▸ Brief: Copy each of the following records word for word, keeping every line as it appears.

** BEGIN **

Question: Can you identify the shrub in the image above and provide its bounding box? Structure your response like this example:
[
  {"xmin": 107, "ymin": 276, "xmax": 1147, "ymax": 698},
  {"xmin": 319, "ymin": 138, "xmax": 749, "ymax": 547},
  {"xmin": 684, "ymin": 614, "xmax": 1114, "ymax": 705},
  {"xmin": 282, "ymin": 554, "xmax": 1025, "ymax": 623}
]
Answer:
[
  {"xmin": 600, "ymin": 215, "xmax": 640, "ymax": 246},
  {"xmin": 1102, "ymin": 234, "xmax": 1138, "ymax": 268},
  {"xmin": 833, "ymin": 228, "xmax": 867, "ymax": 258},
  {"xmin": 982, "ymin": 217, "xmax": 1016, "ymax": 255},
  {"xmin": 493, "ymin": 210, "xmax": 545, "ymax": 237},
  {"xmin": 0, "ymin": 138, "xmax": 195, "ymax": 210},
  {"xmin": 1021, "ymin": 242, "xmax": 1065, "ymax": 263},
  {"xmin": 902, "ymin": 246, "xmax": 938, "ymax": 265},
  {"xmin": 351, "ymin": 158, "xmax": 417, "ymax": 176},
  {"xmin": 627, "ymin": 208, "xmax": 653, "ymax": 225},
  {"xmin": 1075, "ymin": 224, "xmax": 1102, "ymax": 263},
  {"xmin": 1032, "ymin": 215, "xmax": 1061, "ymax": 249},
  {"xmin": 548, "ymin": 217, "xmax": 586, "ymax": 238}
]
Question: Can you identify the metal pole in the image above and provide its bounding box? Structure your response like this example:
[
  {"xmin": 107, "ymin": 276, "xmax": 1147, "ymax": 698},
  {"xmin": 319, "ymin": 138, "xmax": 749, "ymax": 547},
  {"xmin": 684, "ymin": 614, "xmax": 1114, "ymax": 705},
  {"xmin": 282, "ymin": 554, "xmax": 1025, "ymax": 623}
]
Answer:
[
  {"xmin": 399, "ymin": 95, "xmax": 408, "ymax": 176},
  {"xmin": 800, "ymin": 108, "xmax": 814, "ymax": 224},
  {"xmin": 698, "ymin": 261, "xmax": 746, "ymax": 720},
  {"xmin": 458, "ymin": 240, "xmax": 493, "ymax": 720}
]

** END **

▸ Response for this exercise:
Question: Can you identify the shrub in the image above and provide its bounding box? Structure your response like this example:
[
  {"xmin": 107, "ymin": 276, "xmax": 1147, "ymax": 698},
  {"xmin": 319, "ymin": 138, "xmax": 749, "ymax": 547},
  {"xmin": 684, "ymin": 614, "xmax": 1114, "ymax": 705},
  {"xmin": 282, "ymin": 554, "xmax": 1025, "ymax": 623}
]
Answer:
[
  {"xmin": 600, "ymin": 215, "xmax": 640, "ymax": 246},
  {"xmin": 1102, "ymin": 234, "xmax": 1138, "ymax": 268},
  {"xmin": 833, "ymin": 228, "xmax": 867, "ymax": 258},
  {"xmin": 982, "ymin": 217, "xmax": 1016, "ymax": 255},
  {"xmin": 493, "ymin": 210, "xmax": 545, "ymax": 237},
  {"xmin": 0, "ymin": 138, "xmax": 195, "ymax": 210},
  {"xmin": 1021, "ymin": 242, "xmax": 1065, "ymax": 263},
  {"xmin": 902, "ymin": 246, "xmax": 938, "ymax": 265},
  {"xmin": 351, "ymin": 158, "xmax": 417, "ymax": 176},
  {"xmin": 627, "ymin": 208, "xmax": 653, "ymax": 225},
  {"xmin": 1075, "ymin": 224, "xmax": 1102, "ymax": 263},
  {"xmin": 1032, "ymin": 215, "xmax": 1061, "ymax": 249},
  {"xmin": 548, "ymin": 217, "xmax": 586, "ymax": 238}
]
Question: Can you identify the metal pole in the image above and provide its bounding box? Structure your response like this example:
[
  {"xmin": 107, "ymin": 276, "xmax": 1147, "ymax": 698},
  {"xmin": 319, "ymin": 138, "xmax": 749, "ymax": 547},
  {"xmin": 684, "ymin": 614, "xmax": 1114, "ymax": 705},
  {"xmin": 282, "ymin": 554, "xmax": 1025, "ymax": 623}
]
Answer:
[
  {"xmin": 399, "ymin": 95, "xmax": 408, "ymax": 176},
  {"xmin": 800, "ymin": 108, "xmax": 814, "ymax": 224},
  {"xmin": 698, "ymin": 261, "xmax": 746, "ymax": 720},
  {"xmin": 458, "ymin": 240, "xmax": 493, "ymax": 720}
]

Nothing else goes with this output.